------ Provided information ------

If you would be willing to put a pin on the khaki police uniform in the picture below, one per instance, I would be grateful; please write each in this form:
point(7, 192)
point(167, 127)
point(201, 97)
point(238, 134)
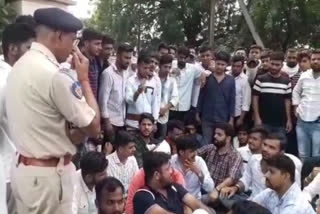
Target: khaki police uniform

------

**The task**
Find all the lines containing "uniform" in the material, then copy them.

**Task result**
If you would be willing to put a pin on the khaki police uniform in the picture below, one per instance, I would be grateful; please write each in this form:
Target: khaki police uniform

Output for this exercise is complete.